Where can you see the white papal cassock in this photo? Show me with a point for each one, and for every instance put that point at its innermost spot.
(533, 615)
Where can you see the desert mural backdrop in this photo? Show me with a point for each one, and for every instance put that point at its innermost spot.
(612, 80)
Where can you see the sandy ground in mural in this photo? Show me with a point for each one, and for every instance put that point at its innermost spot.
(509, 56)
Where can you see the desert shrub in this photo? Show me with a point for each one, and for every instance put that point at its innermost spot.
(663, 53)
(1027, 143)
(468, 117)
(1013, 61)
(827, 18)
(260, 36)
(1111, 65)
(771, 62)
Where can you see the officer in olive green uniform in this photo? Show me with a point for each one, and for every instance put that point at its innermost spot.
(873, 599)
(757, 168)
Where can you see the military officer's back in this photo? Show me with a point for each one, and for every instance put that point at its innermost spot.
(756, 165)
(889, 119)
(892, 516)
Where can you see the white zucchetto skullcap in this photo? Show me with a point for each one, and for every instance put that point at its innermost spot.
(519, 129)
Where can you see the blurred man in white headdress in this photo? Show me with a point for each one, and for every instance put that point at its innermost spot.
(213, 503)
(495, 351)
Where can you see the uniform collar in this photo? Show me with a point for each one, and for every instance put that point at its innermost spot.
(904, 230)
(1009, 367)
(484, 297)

__________________________________________________

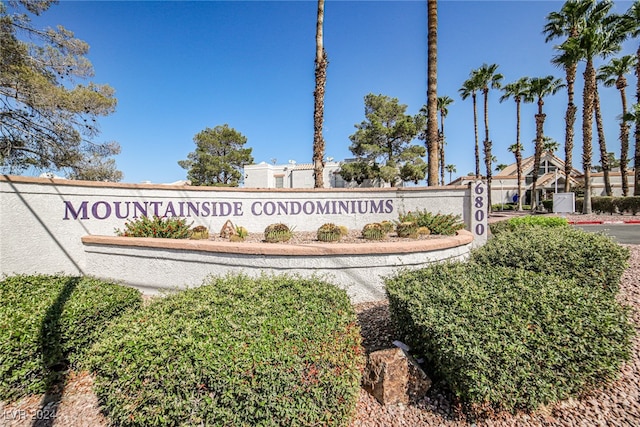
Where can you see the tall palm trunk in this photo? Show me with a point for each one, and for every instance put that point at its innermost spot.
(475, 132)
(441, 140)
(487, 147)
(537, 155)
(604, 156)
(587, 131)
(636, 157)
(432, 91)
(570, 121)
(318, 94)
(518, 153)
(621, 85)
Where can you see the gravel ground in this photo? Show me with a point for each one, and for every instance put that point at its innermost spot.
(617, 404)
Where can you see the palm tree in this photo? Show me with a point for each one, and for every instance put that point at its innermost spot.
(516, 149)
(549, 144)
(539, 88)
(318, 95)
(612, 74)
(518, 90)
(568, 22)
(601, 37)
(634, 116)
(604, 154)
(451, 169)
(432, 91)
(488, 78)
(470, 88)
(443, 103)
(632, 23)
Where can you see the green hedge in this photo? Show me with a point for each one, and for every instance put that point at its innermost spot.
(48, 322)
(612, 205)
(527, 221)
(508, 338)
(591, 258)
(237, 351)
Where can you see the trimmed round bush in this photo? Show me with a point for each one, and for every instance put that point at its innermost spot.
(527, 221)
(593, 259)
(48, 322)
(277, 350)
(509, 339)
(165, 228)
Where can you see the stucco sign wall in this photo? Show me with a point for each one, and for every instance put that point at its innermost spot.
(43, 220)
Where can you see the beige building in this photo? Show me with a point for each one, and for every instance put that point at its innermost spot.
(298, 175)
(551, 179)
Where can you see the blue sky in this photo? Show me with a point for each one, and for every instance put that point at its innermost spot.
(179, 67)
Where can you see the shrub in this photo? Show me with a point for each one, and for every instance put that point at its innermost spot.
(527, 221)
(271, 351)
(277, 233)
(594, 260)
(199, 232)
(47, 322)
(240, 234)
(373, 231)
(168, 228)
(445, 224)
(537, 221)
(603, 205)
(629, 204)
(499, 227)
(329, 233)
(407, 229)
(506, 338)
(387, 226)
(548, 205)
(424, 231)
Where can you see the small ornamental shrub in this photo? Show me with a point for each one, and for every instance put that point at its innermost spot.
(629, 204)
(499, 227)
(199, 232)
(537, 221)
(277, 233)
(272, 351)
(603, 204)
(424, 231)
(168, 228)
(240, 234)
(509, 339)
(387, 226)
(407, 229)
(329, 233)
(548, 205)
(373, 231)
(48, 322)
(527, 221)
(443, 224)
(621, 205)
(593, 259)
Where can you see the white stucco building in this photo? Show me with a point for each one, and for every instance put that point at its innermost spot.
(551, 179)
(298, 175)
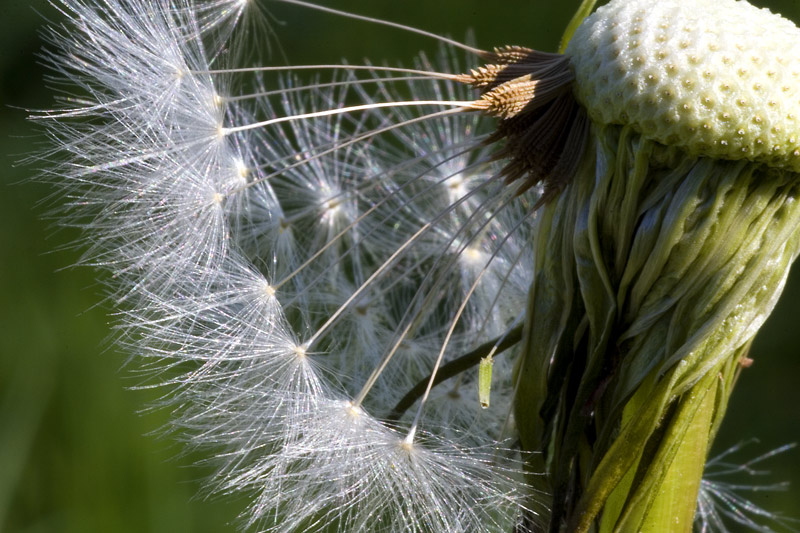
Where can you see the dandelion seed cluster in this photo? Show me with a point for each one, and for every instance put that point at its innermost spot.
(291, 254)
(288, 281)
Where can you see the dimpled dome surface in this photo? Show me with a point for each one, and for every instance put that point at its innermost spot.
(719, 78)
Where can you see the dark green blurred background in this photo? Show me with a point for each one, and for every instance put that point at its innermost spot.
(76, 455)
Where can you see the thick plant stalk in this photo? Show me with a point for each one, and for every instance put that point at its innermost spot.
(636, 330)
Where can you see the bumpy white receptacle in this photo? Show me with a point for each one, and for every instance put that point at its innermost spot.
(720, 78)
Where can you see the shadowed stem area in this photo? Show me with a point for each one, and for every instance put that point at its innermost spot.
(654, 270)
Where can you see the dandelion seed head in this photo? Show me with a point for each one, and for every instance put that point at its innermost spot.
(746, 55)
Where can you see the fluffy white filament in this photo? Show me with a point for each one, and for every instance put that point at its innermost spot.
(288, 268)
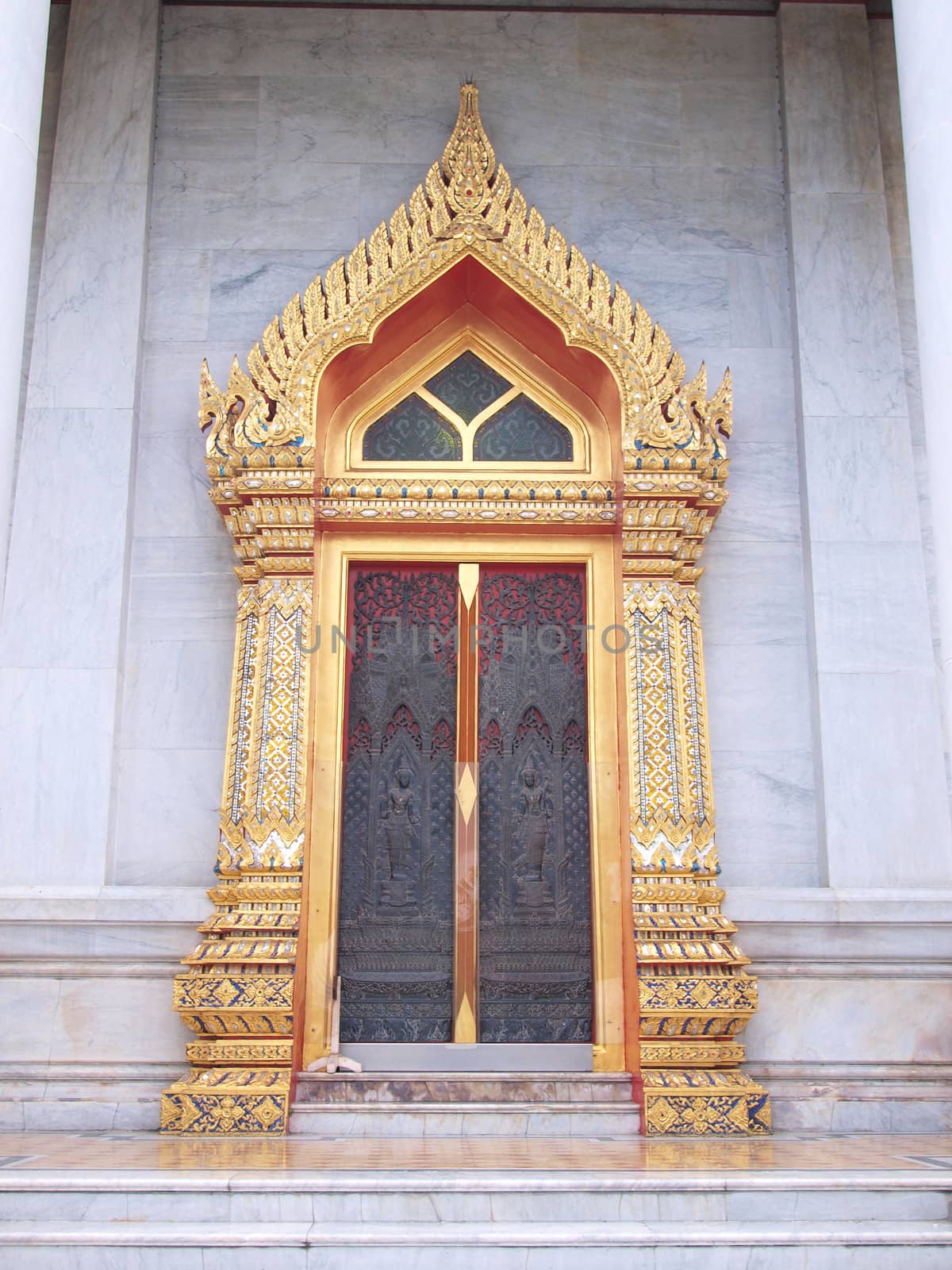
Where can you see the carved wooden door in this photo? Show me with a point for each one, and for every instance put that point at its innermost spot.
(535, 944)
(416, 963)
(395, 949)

__________________________________________________

Report how many lines of the material above contain the string "dandelion", treating uppercase and lowercase letters as different, and give only the number.

Response for this exercise
2